Set exercise: Output every record below exactly as it appears.

Excerpted data:
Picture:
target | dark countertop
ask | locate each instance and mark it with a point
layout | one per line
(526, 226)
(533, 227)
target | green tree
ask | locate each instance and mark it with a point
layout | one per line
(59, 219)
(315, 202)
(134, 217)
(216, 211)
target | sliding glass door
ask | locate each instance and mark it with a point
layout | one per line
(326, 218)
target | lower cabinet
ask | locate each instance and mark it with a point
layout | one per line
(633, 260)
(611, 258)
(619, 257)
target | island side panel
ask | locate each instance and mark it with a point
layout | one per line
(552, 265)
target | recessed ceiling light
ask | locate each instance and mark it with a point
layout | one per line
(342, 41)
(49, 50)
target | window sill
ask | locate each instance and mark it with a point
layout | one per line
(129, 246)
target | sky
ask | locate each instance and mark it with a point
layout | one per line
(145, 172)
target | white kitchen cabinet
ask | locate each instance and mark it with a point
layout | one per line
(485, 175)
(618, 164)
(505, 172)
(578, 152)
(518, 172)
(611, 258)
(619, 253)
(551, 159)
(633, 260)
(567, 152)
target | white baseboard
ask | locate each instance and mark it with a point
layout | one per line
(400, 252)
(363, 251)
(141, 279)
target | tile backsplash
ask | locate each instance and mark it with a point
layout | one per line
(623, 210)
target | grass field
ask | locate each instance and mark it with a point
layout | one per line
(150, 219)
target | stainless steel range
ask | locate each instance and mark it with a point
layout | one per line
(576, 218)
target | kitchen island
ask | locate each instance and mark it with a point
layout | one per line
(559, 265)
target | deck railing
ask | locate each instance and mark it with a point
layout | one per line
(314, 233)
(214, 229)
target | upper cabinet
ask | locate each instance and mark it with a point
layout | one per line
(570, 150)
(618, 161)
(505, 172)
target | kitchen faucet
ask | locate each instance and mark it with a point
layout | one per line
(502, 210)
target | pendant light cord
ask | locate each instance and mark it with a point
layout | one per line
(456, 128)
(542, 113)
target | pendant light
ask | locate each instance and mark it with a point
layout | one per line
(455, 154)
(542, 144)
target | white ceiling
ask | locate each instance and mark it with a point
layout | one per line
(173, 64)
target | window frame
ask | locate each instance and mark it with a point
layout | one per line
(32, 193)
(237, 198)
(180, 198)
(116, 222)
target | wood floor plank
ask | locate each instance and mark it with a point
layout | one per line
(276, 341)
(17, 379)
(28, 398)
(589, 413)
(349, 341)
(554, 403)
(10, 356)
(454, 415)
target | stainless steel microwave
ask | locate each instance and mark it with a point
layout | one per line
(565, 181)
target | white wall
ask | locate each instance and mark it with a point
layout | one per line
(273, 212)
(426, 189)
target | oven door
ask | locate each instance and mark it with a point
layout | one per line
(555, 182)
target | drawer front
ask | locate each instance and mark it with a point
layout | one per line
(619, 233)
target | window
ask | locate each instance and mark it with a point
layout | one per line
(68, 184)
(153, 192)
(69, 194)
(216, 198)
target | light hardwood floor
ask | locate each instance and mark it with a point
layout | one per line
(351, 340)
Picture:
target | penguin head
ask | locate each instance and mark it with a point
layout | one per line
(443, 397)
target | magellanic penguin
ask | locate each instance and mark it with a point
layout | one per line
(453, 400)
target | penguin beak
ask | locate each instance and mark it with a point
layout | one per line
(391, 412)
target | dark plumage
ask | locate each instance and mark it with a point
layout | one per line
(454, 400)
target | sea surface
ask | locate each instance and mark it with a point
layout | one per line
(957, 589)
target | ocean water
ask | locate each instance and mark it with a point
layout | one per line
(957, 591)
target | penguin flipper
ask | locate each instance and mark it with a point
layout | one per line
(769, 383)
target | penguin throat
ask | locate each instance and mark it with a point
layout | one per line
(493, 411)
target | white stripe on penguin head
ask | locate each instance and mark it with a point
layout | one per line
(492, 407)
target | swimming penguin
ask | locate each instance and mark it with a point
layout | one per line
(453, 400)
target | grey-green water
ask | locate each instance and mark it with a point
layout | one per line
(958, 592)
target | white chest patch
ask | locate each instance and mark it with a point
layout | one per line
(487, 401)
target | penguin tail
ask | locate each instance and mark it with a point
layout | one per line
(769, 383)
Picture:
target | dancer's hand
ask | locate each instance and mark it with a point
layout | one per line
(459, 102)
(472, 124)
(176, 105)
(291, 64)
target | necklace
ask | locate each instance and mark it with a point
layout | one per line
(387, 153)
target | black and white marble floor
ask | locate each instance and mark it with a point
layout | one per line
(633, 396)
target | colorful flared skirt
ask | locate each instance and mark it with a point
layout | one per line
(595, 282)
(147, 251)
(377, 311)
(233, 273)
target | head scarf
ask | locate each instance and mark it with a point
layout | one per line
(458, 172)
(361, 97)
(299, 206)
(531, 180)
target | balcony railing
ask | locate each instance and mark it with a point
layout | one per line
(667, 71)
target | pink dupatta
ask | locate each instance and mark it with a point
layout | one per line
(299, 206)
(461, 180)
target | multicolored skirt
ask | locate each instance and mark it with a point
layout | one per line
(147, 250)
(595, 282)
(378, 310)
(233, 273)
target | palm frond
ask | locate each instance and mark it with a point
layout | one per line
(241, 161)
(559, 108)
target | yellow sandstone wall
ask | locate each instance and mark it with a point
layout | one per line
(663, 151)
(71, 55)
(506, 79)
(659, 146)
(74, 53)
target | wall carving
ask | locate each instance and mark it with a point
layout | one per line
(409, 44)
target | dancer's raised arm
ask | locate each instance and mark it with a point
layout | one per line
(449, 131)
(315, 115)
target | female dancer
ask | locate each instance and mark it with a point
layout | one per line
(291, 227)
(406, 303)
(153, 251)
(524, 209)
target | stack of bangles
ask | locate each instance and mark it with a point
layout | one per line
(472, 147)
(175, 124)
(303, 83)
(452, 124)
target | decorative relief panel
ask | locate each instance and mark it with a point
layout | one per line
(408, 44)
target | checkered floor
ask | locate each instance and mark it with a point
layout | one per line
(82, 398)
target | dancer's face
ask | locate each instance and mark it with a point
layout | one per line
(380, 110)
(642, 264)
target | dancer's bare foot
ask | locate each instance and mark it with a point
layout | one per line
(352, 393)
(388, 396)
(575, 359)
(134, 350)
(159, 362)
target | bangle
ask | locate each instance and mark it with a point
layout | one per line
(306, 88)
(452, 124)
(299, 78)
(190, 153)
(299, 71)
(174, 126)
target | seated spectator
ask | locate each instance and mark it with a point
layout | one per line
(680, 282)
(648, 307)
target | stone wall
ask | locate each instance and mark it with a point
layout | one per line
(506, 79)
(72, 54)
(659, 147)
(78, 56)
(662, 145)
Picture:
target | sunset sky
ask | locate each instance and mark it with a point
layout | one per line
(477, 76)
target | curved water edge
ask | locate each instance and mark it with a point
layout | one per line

Expected answer:
Picture:
target | dark countertop
ask | locate each instance and mark it with a point
layout | one per line
(526, 226)
(533, 227)
target | green tree
ask | locate each instance and mark it with a point
layout | one per line
(59, 219)
(315, 202)
(134, 217)
(216, 211)
target | sliding glass door
ask | locate each instance and mark it with a point
layout | one per line
(326, 218)
target | lower cabinet
ask | locate each instance and mark it with a point
layout | one per line
(633, 260)
(611, 258)
(619, 257)
target | island side panel
ask | locate each instance and mark it with a point
layout | one per line
(552, 265)
target | recessed ceiling light
ask | locate each instance and mark it with a point
layout | one per line
(342, 41)
(49, 50)
target | window sill
ask | locate each instance and mark it with a point
layout | one per line
(129, 246)
target | sky
ask | locate each instance and mark it with a point
layout | one per line
(145, 172)
target | white kitchen cabinet
ask | locate each instance and mark it with a point
layout | one per line
(485, 175)
(618, 164)
(505, 172)
(578, 152)
(518, 172)
(611, 258)
(619, 253)
(551, 159)
(633, 260)
(567, 152)
target | white baseboard
ask | locate each instance and mark it with a point
layout | one per line
(400, 252)
(363, 251)
(141, 279)
target | tile backsplash
ask | locate each instance and mark it with a point
layout | one per line
(623, 210)
target | grass field
ask | locate each instance and mark it with a point
layout | one per line
(150, 219)
target | stainless steel range
ask | locate each instance and mark it with a point
layout | one per line
(576, 218)
target | kitchen island
ask | locate each instance and mark it with a point
layout | one per line
(559, 265)
target | deck railing
ask | locate each instance and mark it with a point
layout | one per line
(314, 233)
(214, 229)
target | upper cabinet
ask | locate each instance and mark it with a point
layout | one per line
(570, 150)
(618, 161)
(505, 172)
target | kitchen faucet
ask | locate each instance and mark it with a point
layout | one per line
(502, 210)
target | pendant light cord
ask | locate each instance and mark it with a point
layout | one per line
(456, 128)
(542, 113)
target | pendant light
ask | locate each instance and mark it with a point
layout | one per line
(455, 154)
(542, 144)
target | white ceiling
ask | locate each instance and mark it with a point
layout | one per line
(173, 64)
target | window frame
ask | locate each instance and mark it with a point
layout | one per line
(32, 193)
(237, 198)
(180, 198)
(116, 222)
target | wood floor plank
ask | locate each instance and mark it with a point
layout | one per line
(276, 341)
(17, 379)
(28, 398)
(589, 413)
(349, 341)
(554, 403)
(10, 356)
(454, 415)
target | stainless steel microwave
ask | locate each instance and mark it with a point
layout | one per line
(565, 181)
target | white wall
ask | locate each instance and mark it with a point
layout | one per line
(273, 212)
(426, 189)
target | oven door
ask | locate each instance and mark it with a point
layout | one per line
(555, 182)
target | drawer front
ask | locate each instance and mark it with a point
layout | one per line
(619, 233)
target | window
ask | locate each instance and mark it with a point
layout | one per line
(68, 184)
(153, 192)
(69, 194)
(216, 198)
target | light hardwood floor
ask | locate each instance and mark it with a point
layout | one per line
(351, 340)
Picture:
target | penguin head
ask | locate each instance and mark it with a point
layout | one per line
(443, 397)
target | magellanic penguin
ask | locate each instance and mark it with a point
layout | one per line
(453, 400)
target | penguin beak
ask | locate each instance and mark it with a point
layout | one per line
(391, 412)
target | dark plumage
ask | locate each instance and mark it with a point
layout | one per line
(454, 400)
target | sea surface
ask | locate each instance and mark it with a point
layout | one per line
(957, 589)
target | ocean water
ask | locate each instance and mark it with a point
layout | one per line
(957, 591)
target | penguin flipper
ask | locate each instance and mark it with a point
layout | one per line
(769, 383)
target | penguin throat
ask | locate each instance and mark it with a point
layout | one per line
(493, 411)
target | white stripe on penguin head
ask | locate each instance and mark it with a point
layout | one per line
(492, 407)
target | swimming penguin
ask | locate each instance and mark it with a point
layout | one per line
(453, 400)
target | grey-green water
ask | locate each instance and mark it with a point
layout | one per line
(958, 592)
target | white chest patch
ask | locate each instance and mark it with a point
layout | one per line
(487, 401)
target | penguin tail
ask | locate each instance and mark it with a point
layout | one per line
(769, 383)
Picture:
target | dancer's hand
ask | locate each instance and mark it with a point
layout | one per line
(459, 102)
(472, 124)
(176, 105)
(291, 64)
target | necklace
ask | locate each instance and mark it with a point
layout | one per line
(387, 153)
target | black and white marble floor
ask | locate each instance and mark it with a point
layout | one per line
(633, 396)
target | colorful flared skirt
ask | locate each instance and mark it with a point
layout | one per line
(595, 282)
(147, 251)
(377, 311)
(233, 273)
target | head scarf
ask | locate each instance and mark it with a point
layout | one per line
(458, 172)
(361, 97)
(299, 206)
(531, 180)
target | balcony railing
ask | locate each instance and mark it with a point
layout | one per line
(667, 71)
target | pink dupatta
ask | locate each instance and mark it with a point
layout | one per line
(299, 206)
(461, 180)
target | multicolored skirt
ask | locate each instance and mark it with a point
layout | one per line
(147, 250)
(595, 282)
(378, 310)
(233, 273)
target | palm frond
ask | locate each instance and mark it with a point
layout | one per line
(241, 161)
(559, 108)
target | yellow sandstone wall
ask | locate each instance and mark it with a point
layout | one per line
(663, 151)
(71, 55)
(506, 79)
(659, 146)
(74, 53)
target | wall carving
ask | locate each instance and mark it with a point
layout | one per line
(409, 44)
target | dancer's raised arm
ask | locate each instance and mark it with a point
layout | one per line
(449, 131)
(315, 115)
target | female dancer
ask | locate each instance and mark it with a point
layout | one per line
(291, 227)
(406, 303)
(153, 251)
(524, 209)
target | stack of bangles
ask | locate each instance and mark it with a point
layout | one per line
(472, 147)
(175, 124)
(303, 83)
(452, 124)
target | decorative relief panel
ask | locate each instance and mark it with a point
layout | one per line
(408, 44)
target | checkered floor
ask | locate each instance and mark it with a point
layout | one per line
(82, 398)
target | dancer's face
ask | locate each instance and mark it with a point
layout | one per line
(380, 110)
(642, 264)
target | dancer's bare foot
ask | locate each instance and mark it with a point
layout | one per line
(352, 393)
(388, 396)
(575, 359)
(134, 350)
(159, 362)
target | bangle
ask | locate each instance and mark it with a point
layout | one per line
(306, 88)
(452, 124)
(299, 78)
(190, 153)
(299, 71)
(174, 126)
target | seated spectator
ask | locate each instance and mark it with a point
layout | one per line
(680, 282)
(648, 307)
target | stone wall
ask | locate each instance and mark it with a point
layout | one per line
(506, 79)
(72, 54)
(659, 147)
(78, 56)
(662, 145)
Picture:
target | sunset sky
ask | locate each instance and mark it with a point
layout | one per line
(477, 76)
target | curved water edge
ask | locate each instance and mark it with a point
layout | one per line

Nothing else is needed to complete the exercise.